*DIRECTIONS:*
1: Answer these questions using the passage about Jolene Unsoeld:
(a) Which building had to be fumigated after the salmon shipment?
(b) Who won the 1994 election for Unsoeld's seat?
(c) Which governor reappointed Unsoeld to the Washington Fish and Wildlife Commission?
2: Continue the passage about Jolene Unsoeld after its final sentence.

*PAGE EXCERPT:*
Jolene Unsoeld was a famous night owl, at her computer into the wee hours of the morning. Unsoeld was visibly worn down by her service in Congress. The job involved innumerable early morning breakfasts. She had to fight to defend her seat. Once, a shipment of salmon for a fundraiser arrived late on a Friday, was left outside Unsoeld’s office where it stayed for a long weekend. The Longworth Building needed to be fumigated.
Unsoeld would be buffeted from right and left in the “Gingrich revolution” election of 1994, in which 54 Democrats lost their House seats. A gun control candidate drew off votes: Unsoeld was an unlikely 2nd Amendment defender. The victor was State Rep. Linda Smith, a dynamo of the Republican right and product of Phyllis Schlafly’s Eagle Forum.
Public service for Jolene Unsoeld did not end with the 1994 election. Back home, Gov. Mike Lowry named her to the Washington Fish and Wildlife Commission, to which she was later reappointed by Gov. Gary Locke. She made enemies by calling for restrictions on fishing to restore depleted stocks. Ultimately, a coalition of the State Senate’s Republicans and old-boy Democrats refused to confirm her appointment.

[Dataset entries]
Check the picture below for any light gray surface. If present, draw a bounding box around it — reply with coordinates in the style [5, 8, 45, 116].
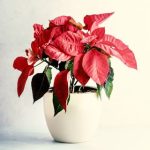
[0, 128, 150, 150]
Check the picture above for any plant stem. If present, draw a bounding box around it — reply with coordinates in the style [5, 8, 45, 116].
[43, 59, 59, 70]
[34, 61, 44, 67]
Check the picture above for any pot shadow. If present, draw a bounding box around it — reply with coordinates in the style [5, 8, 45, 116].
[0, 132, 54, 144]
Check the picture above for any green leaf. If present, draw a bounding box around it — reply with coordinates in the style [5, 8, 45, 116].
[44, 67, 52, 84]
[96, 84, 103, 98]
[53, 92, 70, 116]
[104, 66, 114, 98]
[31, 73, 49, 102]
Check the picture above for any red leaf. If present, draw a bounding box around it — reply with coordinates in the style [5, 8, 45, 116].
[50, 16, 71, 26]
[54, 70, 69, 111]
[82, 50, 109, 85]
[73, 54, 90, 86]
[95, 35, 137, 69]
[45, 45, 71, 61]
[100, 34, 128, 50]
[17, 66, 34, 96]
[33, 24, 44, 38]
[13, 56, 28, 71]
[84, 13, 113, 30]
[91, 27, 105, 40]
[55, 31, 84, 56]
[81, 35, 97, 43]
[50, 27, 63, 40]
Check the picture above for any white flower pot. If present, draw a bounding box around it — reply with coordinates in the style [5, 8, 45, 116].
[44, 92, 101, 143]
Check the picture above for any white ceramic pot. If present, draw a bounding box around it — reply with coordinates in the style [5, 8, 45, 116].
[44, 92, 101, 143]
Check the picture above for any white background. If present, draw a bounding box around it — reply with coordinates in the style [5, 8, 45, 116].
[0, 0, 150, 149]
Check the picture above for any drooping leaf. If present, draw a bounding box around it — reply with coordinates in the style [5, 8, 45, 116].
[31, 73, 49, 102]
[53, 93, 70, 116]
[13, 56, 28, 71]
[17, 66, 34, 97]
[55, 31, 84, 56]
[45, 45, 71, 61]
[96, 84, 103, 98]
[104, 67, 114, 98]
[73, 54, 90, 86]
[82, 50, 109, 85]
[44, 67, 52, 85]
[84, 13, 113, 30]
[54, 70, 69, 111]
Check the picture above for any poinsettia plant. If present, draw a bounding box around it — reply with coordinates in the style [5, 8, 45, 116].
[13, 13, 137, 115]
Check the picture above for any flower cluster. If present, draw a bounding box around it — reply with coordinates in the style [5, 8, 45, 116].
[13, 13, 137, 115]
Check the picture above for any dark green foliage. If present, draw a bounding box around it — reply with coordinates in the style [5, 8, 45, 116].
[31, 73, 49, 102]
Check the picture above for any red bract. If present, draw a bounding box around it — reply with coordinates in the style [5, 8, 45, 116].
[82, 50, 109, 85]
[84, 13, 113, 30]
[13, 57, 34, 96]
[26, 49, 39, 65]
[54, 31, 84, 56]
[45, 45, 71, 61]
[54, 70, 69, 111]
[95, 35, 137, 69]
[73, 54, 91, 86]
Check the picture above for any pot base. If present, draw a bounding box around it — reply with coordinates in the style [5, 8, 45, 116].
[44, 92, 101, 143]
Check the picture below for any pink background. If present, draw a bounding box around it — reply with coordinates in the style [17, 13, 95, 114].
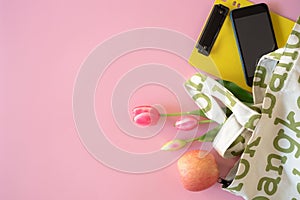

*OUTPUTS FOR THE TASKS:*
1:
(a) The Longworth Building
(b) State Rep. Linda Smith
(c) Gov. Gary Locke

2:
The final act was an autobiography, of life growing up in a conservative Oregon family, meeting and marrying “Bill,” life with babies while he worked as a climbing guide in the Tetons, a sojourn in Nepal when Willi headed the Peace Corps there, and marital tensions surrounding his participation in the 1963 American expedition on Everest.
Unsoeld was unsparing about pains in her life but related an extraordinary moment when the pain went away: “It was several years before some sort of transition took place where that vision of beauty no longer overwhelmed me with grief. And then, one day, I was driving down I-5 and received a blast of beauty from a sunset. There was no more pain. I could feel Bill and Devi in the car with me. We were all together again.”
Each year, on the anniversary of the West Ridge climb, Unsoeld and Tom Hornbein would talk on the phone. Deep in her 80s, she would conclude her autobiography with the words, “I am ready for my next ‘Wild Adventure.’” She died a day short of her 90th birthday.